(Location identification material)
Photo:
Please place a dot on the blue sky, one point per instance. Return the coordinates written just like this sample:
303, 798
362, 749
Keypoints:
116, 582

▸ **Given instruction**:
Write out the material above again, substituting "marker" for every "dot" and leaving everything else unchanged.

▸ **Response to the exercise**:
Photo:
Please place a marker on the blue sky, one point per instance. Return the coordinates written just like this sample:
303, 798
362, 749
Keypoints:
116, 582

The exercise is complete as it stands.